MATERIAL FOR THIS EXERCISE>
□ □ □
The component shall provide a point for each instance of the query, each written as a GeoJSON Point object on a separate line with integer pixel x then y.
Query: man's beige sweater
□ □ □
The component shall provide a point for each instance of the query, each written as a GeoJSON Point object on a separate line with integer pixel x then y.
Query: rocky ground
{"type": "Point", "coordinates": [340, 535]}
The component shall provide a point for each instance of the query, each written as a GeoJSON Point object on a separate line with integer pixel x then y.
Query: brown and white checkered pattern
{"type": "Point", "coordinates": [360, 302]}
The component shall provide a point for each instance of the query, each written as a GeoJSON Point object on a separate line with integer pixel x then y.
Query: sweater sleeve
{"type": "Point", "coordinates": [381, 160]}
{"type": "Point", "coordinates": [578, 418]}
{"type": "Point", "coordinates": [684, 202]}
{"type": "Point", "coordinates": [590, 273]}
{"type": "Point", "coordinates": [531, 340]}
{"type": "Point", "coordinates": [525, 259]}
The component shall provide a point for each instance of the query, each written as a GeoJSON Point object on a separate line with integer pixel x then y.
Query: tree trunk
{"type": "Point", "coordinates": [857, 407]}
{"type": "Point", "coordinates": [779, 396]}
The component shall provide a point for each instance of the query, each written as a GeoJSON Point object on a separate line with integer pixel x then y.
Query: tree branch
□ □ □
YOUR TASK>
Which lines of the material above contain the word "sweater"? Pick out each of them and copy it in full.

REPLY>
Query: man's beige sweater
Query: sweater sleeve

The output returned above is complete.